Your goal.
Find "Mark the innermost point of each instance of the building" in the data, then restate the line it sits in and every later line word for word, ending with the last line.

Referring expression pointing data
-- Opening Marker --

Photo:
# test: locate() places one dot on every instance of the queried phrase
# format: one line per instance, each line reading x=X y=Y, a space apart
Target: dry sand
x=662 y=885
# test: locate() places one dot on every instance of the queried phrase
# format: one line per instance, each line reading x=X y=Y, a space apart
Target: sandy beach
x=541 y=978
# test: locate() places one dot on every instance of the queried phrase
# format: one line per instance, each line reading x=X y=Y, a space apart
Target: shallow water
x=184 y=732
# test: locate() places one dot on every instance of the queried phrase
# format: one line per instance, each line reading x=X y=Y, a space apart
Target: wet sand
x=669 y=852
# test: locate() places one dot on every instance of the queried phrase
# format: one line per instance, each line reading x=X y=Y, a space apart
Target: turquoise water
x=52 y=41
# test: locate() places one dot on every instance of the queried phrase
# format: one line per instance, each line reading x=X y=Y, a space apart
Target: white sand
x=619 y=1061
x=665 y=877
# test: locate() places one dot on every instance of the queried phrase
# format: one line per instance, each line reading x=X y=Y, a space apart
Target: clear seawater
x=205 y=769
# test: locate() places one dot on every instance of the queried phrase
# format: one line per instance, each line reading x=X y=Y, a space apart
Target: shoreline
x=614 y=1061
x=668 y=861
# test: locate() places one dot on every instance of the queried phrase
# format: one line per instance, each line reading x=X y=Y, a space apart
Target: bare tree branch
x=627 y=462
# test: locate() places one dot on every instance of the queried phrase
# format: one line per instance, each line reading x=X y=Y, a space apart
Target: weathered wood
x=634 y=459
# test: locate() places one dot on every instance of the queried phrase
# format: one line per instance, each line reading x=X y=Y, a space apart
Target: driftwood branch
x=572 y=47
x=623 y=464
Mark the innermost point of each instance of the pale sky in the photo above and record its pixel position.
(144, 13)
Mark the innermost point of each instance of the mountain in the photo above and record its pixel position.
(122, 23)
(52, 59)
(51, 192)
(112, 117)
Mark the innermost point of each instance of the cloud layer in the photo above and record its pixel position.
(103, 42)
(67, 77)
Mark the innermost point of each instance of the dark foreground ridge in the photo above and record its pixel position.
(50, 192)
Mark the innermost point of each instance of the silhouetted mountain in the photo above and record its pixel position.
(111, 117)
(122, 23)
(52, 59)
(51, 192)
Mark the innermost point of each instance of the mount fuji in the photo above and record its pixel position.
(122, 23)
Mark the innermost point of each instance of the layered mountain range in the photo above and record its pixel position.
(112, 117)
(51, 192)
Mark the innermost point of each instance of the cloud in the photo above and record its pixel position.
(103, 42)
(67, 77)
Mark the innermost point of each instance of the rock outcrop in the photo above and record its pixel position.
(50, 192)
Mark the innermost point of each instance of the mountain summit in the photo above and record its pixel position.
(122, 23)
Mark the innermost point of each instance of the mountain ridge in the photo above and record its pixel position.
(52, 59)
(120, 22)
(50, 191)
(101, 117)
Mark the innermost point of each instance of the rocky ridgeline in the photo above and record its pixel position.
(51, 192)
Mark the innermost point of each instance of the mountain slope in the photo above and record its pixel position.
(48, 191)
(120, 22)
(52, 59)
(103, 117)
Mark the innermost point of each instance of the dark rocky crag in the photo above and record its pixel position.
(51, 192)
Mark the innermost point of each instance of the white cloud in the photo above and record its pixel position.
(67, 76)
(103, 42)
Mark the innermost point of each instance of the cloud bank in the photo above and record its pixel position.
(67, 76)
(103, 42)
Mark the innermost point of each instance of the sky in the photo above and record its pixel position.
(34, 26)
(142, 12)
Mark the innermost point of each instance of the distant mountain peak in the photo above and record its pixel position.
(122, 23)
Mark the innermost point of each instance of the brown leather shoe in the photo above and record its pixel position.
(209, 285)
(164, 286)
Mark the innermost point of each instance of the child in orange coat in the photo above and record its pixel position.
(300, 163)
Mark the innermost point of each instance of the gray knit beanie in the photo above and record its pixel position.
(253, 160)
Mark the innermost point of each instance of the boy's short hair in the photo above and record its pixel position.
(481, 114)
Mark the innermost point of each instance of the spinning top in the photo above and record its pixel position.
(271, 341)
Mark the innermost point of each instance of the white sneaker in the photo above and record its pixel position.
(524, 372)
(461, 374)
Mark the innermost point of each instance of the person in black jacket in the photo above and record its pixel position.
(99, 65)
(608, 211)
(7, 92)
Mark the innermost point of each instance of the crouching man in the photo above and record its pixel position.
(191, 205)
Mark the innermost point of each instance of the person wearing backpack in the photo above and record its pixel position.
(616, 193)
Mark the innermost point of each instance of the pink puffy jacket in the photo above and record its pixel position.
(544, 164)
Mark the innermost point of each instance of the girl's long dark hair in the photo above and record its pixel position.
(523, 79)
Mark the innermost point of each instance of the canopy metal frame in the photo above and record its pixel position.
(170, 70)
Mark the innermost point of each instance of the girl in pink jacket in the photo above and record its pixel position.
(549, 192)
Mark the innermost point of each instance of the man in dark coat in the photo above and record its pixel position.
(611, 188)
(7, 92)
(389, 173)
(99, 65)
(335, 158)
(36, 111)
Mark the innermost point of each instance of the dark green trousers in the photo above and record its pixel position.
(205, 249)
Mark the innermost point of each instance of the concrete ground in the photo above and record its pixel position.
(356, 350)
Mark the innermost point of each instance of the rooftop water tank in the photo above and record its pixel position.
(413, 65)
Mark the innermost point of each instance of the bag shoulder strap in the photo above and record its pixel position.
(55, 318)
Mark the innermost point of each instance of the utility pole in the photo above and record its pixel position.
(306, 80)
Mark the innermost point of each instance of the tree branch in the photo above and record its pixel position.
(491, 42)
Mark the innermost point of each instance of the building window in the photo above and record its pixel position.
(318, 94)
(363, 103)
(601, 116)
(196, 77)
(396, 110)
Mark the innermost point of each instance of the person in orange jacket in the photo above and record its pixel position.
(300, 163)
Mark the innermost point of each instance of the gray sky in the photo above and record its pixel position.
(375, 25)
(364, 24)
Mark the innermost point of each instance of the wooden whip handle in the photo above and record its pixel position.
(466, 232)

-- Closing Marker --

Answer box.
Mark the innermost point of each instance of the building window in the photo above and record its pixel position.
(318, 94)
(363, 103)
(601, 116)
(196, 77)
(396, 110)
Mark the innermost point of each instance of the person in orange jacket in the photo above and record its pixel position.
(300, 163)
Mark the innermost point of each instance of the gray sky in the photo above and record its pixel position.
(375, 25)
(364, 24)
Mark the innermost point of each instance of the wooden whip handle in the photo above and record its pixel position.
(466, 232)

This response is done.